== Provided data ==

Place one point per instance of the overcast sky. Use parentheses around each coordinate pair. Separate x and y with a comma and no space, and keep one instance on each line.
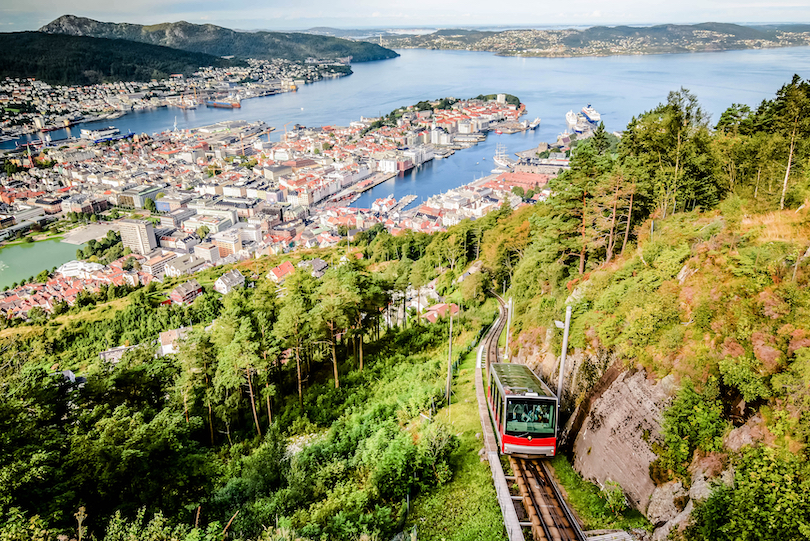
(17,15)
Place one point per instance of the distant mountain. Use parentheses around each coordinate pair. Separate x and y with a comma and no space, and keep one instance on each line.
(219,41)
(82,60)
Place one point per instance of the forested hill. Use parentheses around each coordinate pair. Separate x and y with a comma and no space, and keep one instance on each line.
(82,60)
(220,41)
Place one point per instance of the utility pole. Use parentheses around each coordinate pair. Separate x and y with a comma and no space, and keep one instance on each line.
(565,351)
(508,325)
(450,357)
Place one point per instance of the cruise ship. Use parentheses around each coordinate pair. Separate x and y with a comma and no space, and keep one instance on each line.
(94,135)
(591,114)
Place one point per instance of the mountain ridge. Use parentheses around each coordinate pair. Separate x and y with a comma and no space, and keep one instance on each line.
(88,60)
(219,41)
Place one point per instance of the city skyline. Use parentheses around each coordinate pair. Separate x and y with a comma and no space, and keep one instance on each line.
(18,15)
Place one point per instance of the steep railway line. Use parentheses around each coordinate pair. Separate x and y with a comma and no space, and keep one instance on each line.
(550,519)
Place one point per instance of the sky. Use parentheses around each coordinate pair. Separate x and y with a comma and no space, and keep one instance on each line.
(19,15)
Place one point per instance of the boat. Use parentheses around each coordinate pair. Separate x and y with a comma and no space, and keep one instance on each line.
(222,104)
(591,114)
(100,134)
(500,159)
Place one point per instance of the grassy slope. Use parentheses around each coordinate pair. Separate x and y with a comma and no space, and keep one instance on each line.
(466,508)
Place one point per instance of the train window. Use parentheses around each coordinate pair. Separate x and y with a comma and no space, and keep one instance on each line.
(530,418)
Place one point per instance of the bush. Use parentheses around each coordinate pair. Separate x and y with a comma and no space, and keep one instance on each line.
(693,421)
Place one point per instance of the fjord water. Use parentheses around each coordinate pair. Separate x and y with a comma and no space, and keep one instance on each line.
(619,87)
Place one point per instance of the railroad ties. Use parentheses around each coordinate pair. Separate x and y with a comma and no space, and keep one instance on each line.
(486,354)
(549,516)
(550,519)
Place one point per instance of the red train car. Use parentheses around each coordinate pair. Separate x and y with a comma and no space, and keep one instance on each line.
(523,410)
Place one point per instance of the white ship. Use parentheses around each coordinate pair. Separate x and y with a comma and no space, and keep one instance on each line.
(93,135)
(501,159)
(591,114)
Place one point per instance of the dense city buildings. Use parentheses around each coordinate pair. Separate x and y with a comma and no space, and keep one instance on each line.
(138,236)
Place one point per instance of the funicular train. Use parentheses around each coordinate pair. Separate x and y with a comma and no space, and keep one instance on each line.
(524,411)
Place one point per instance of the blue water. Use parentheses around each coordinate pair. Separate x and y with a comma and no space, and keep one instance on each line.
(619,87)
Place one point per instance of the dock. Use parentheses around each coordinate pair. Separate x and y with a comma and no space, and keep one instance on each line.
(404,202)
(377,178)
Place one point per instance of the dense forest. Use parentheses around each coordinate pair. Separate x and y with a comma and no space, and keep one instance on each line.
(301,412)
(80,60)
(219,41)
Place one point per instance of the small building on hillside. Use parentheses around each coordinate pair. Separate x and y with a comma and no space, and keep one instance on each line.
(229,281)
(186,293)
(318,266)
(278,274)
(437,311)
(168,340)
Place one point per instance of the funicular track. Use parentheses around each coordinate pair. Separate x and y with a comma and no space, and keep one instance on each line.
(549,517)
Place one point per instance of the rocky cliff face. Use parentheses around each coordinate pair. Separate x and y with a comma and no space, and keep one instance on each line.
(616,419)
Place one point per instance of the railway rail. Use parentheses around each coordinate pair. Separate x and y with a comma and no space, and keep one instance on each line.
(549,517)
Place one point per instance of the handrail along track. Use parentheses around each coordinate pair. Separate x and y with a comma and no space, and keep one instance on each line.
(550,518)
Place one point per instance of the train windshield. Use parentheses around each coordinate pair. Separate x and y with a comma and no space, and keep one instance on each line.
(529,418)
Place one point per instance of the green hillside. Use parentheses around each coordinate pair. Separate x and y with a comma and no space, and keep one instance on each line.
(302,414)
(82,60)
(219,41)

===

* [Work to complete]:
Leave the images out and print each entry exactly.

* [Task result]:
Place one point per instance of the overcast sky. Use parentheses around each coordinate pair. Separate x and y with a comma and no space, and keep one instance on each line.
(17,15)
Place one point per instance of the distant mountain. Use parentheses around each coordinate pair. Separate x and y with a comma and no space, and keep one instance on each line.
(219,41)
(82,60)
Place one point per instance of the forested hill. Use parentheses around each coordinate pair. Separate x and y with a comma and no space, and keep one instance on each line.
(82,60)
(220,41)
Place one point per instance of the utility pole. Use parentheses around each coordinate pair. Separate x and y with a comma and no space, and keep one instance on each line.
(565,351)
(508,325)
(450,357)
Place one point per instance of the cruise ship. Use parentheses around each coordinate pair. Separate x and y with a comma and no space, and keep one instance on each line.
(94,135)
(591,114)
Place one point per instance of the mountain ridge. Use parentheses around each coordinate pair. Separate x and y with a comma and no space, and keep one instance on each line.
(88,60)
(219,41)
Place one point per instance of the city skyline. Use parentheses around each coordinate pair. Separate x and y with a comma and no space, and keep one instance on each line.
(18,15)
Place one point per instance of the steep railway line. Use parentheses around each coordinate pair. Separate x and y with a comma and no space, and keep one instance on each line.
(550,519)
Place one point per instance of the sky. Use parentheses around each coordinate pair. Separate x and y with a comma and no space, and keep one instance on each line.
(19,15)
Place one point per instance of the boat. Use parentheses around each coordinate pair. Separate x and y with a comma and no space, and keep one instance on each line.
(222,104)
(591,114)
(100,134)
(500,159)
Place one point per instance of the grassy slope. Use parentheses around each coordinate pair. Separate x and y with a comma and no space, and keep one instance on each line.
(466,508)
Place one point per instance of the train window. Use parentheses around each coordinate pair. Separate x and y with a comma and no space, and keep one instance on each line.
(530,418)
Place one point per instance of the bush. Use parentheses around each coordinate pair. Separate x and y with a comma and no space, and keep one instance on each line.
(693,421)
Place one point per instance of the fjord water. Use parentheses around each coordinate pair. Separate x and y with a comma and no space, and keep one instance on each line.
(619,87)
Place one point per instance of the railroad ties. Use parentheses around each coordinate pair. Separate x and y with a comma and no space, and keep one instance on each line.
(486,354)
(549,516)
(550,519)
Place one point per instance of the red train car. Use parentheses around each coordinate pair. Separate x and y with a comma and no space, and keep one instance on each line.
(523,410)
Place one point per instance of the white ship. Use parentheses around each coordinate pair. Separate x and y with a comma and no space, and keep one instance on each line.
(93,135)
(501,159)
(591,114)
Place one point per instance of the dense city buildings. Use parentheses around each coordinate pair. Separate x and y with a comma and no space, and keep one instance on each line.
(138,236)
Place one point per instance of the funicular train. Use parentheses around each coordinate pair. Separate x and y with a comma and no space, and keep one instance on each line.
(524,411)
Place one point per instance of the blue water. Use parentheses around each coordinate pair. Separate x and y with a comma and no space, and keep one instance on each line.
(619,87)
Place one point per instance of the dock. Use parentheses around each coordinate pair. Separate x and y with a comma and no space, and keep one instance on each line.
(404,202)
(377,178)
Place one point per instance of the dense forest. Use parentheses around each coordinate pair. Separate x and y with a comma and no space, and keep one instance on each line.
(301,412)
(80,60)
(219,41)
Place one point per instance of the small building on hillside. Use parentheses around each coordinate pair. Separate x and y with a comma and no space, and keep one instance on each line.
(229,281)
(186,293)
(318,266)
(278,274)
(437,311)
(168,340)
Place one point per instance of the funicular track. Use parentheses around each coordinate pair. Separate x and y with a comma and no space, and keep one instance on each line.
(549,517)
Place one point per instance of the rocky cliff face. Use parentheses around each coordinate pair. Separate x and y with a comma and no space, and keep one instance on each line.
(616,419)
Place one point per instance of the railway rail. Use parentheses around each coordinate pair. Separate x and y with a comma and no space, and keep one instance on each line.
(549,517)
Place one point per instance of the handrail along track. Use parentheses around each coordinate pair. Separate x and y with a comma and no space, and keep one instance on each line.
(550,518)
Place one point per instance of the train windshield. Use parentheses around each coordinate pair. Separate x and y with a comma and no space, and keep one instance on each line.
(529,418)
Place one point per instance of the green hillside. Use parentheses around each coordinate pair. Separate x and y with a comma and no space, and keep one instance on each line.
(302,414)
(82,60)
(219,41)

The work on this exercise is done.